→ What to work on
Format the data below as a numbered list, from the line containing "Where can the grass embankment" through the last line, inclusive, and leave out any blank lines.

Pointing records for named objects
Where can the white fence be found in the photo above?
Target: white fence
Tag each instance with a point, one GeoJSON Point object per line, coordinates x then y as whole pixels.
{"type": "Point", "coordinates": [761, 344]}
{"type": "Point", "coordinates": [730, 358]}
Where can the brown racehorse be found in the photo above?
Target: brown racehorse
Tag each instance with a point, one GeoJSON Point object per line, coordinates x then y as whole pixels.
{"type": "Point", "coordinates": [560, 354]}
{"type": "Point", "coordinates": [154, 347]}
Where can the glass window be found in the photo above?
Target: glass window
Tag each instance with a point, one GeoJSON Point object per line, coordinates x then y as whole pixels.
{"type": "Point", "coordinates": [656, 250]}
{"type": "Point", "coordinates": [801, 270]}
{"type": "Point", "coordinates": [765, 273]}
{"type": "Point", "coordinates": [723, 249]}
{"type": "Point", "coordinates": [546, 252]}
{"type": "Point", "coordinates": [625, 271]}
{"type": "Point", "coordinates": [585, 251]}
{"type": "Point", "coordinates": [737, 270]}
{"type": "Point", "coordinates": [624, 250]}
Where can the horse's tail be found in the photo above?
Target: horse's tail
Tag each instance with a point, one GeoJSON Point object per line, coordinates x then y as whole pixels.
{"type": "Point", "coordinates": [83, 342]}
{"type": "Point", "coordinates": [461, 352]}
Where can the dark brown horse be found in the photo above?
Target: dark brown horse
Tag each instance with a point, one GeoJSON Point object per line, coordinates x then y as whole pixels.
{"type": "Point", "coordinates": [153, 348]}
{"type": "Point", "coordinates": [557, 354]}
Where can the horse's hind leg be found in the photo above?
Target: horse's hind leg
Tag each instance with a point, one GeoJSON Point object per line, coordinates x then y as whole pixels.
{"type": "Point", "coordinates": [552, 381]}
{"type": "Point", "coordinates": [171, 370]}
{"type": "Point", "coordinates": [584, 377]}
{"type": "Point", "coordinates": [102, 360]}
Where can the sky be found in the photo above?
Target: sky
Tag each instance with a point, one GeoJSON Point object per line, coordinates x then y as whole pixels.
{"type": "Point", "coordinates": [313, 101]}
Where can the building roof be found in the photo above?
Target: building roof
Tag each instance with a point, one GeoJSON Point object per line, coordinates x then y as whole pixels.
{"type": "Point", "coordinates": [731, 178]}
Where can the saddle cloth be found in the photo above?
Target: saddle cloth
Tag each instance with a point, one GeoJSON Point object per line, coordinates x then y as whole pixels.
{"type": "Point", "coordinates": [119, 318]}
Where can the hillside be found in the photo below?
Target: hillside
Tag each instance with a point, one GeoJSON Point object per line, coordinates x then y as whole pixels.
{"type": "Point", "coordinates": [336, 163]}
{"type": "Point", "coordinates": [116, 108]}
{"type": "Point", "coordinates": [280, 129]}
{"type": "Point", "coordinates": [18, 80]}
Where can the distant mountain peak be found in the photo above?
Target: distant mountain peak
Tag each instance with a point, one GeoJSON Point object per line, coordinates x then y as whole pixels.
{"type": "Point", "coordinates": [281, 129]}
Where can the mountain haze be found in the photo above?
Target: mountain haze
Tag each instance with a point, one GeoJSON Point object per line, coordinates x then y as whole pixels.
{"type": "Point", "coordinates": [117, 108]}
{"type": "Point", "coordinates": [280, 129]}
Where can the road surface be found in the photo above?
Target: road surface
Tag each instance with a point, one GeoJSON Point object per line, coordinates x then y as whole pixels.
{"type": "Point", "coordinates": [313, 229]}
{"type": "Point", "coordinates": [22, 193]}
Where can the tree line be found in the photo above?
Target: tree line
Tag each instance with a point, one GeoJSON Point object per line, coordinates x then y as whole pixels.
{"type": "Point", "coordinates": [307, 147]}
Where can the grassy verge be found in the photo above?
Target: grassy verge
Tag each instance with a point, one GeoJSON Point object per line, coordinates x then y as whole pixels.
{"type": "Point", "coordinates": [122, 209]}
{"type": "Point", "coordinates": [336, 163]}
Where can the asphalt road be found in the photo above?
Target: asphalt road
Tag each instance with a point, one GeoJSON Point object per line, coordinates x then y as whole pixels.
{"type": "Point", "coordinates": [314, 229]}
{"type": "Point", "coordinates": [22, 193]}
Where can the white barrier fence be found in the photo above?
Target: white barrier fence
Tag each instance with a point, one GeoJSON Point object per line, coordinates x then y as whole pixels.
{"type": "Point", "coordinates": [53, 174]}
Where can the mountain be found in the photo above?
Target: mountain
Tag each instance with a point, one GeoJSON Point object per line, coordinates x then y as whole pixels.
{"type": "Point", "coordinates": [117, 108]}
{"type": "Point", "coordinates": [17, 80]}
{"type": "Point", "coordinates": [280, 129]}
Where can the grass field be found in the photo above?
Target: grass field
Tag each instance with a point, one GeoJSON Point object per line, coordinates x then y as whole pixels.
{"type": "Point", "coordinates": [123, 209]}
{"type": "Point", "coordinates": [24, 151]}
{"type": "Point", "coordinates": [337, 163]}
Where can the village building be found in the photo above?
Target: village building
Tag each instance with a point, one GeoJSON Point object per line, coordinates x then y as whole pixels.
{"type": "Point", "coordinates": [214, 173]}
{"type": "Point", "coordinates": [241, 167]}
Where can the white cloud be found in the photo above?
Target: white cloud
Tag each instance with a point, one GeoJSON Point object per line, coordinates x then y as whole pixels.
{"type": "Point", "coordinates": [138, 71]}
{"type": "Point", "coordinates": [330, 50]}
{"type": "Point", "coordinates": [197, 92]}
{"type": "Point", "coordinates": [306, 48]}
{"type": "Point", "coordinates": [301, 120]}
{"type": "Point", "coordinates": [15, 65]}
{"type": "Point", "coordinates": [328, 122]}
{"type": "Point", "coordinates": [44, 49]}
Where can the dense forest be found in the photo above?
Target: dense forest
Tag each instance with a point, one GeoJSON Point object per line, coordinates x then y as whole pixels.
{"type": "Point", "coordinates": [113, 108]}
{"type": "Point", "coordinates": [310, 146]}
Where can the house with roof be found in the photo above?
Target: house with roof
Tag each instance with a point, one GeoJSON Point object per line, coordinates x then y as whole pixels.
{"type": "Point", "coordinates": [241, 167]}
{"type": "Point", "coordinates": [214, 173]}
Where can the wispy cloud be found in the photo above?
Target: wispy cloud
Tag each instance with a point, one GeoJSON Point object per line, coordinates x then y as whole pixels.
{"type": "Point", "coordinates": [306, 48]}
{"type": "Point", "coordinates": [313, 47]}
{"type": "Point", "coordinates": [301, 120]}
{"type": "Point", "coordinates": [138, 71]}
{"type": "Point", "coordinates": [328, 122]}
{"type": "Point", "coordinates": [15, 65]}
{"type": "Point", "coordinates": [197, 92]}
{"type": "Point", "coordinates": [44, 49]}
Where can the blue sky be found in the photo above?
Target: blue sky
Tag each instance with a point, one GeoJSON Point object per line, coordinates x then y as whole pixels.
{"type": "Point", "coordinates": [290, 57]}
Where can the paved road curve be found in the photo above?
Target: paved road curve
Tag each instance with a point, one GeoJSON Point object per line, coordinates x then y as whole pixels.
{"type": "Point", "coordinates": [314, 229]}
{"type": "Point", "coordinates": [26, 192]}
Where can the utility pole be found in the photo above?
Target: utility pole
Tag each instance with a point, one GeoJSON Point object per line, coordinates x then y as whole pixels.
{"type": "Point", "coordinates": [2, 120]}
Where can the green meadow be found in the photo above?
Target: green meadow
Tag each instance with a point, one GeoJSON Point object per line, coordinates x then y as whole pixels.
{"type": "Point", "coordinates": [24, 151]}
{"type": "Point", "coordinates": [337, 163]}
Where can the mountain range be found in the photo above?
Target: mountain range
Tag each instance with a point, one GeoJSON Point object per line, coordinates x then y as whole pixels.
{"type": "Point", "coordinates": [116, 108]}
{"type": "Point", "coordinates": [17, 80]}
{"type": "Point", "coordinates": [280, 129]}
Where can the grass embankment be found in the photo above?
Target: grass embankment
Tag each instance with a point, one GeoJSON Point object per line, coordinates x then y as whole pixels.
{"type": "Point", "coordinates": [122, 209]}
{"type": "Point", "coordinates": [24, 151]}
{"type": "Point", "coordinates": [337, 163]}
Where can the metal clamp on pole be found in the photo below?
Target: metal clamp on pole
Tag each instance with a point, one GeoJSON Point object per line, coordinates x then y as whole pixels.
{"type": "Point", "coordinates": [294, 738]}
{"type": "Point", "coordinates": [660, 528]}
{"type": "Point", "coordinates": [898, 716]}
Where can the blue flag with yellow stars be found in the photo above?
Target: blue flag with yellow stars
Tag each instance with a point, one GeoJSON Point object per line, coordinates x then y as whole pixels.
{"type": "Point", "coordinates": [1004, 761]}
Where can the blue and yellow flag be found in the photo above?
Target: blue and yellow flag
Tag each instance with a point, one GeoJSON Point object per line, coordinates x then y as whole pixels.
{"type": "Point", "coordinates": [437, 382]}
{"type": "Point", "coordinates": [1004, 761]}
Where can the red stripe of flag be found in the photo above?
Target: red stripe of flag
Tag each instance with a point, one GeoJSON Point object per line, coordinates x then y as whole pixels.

→ Output of the exercise
1. Where can the grass embankment be found in the photo above?
2. Target: grass embankment
3. Tag each instance with a point, one GeoJSON Point object per line, coordinates x then y as whole pixels.
4. {"type": "Point", "coordinates": [122, 209]}
5. {"type": "Point", "coordinates": [24, 151]}
6. {"type": "Point", "coordinates": [337, 163]}
7. Where can the metal clamp on pole be found in the photo below?
8. Target: metal clamp on pole
9. Tag each instance with a point, one GeoJSON Point object per line, coordinates x then y as whole pixels.
10. {"type": "Point", "coordinates": [294, 738]}
11. {"type": "Point", "coordinates": [660, 528]}
12. {"type": "Point", "coordinates": [898, 716]}
13. Where can the blue flag with yellow stars be found in the photo above?
14. Target: blue flag with yellow stars
15. Tag each instance with a point, one GeoJSON Point object per line, coordinates x then y as whole pixels.
16. {"type": "Point", "coordinates": [1004, 761]}
17. Where can the blue and yellow flag be found in the photo above?
18. Target: blue and yellow flag
19. Tag each instance with a point, one GeoJSON Point object per line, coordinates x then y as whole pixels.
20. {"type": "Point", "coordinates": [437, 382]}
21. {"type": "Point", "coordinates": [1004, 761]}
22. Where can the red stripe of flag be found in the photo above?
23. Target: red stripe of flag
24. Tag each instance with a point, one GeoJSON Point object per line, coordinates x then y as whole pixels.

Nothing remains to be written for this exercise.